## What the exercise asks
Render the material below as a JSON list of strings, one string per line, with blank lines omitted and the pictures left out.

## Provided entries
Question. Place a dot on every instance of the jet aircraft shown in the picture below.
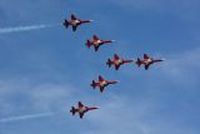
(96, 42)
(117, 62)
(147, 61)
(102, 83)
(81, 109)
(75, 22)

## Solution for this problem
[
  "Question. Place a dot on every instance of the jet aircraft shown in the picture below.",
  "(96, 42)",
  "(117, 62)",
  "(147, 61)",
  "(102, 83)",
  "(81, 109)",
  "(75, 22)"
]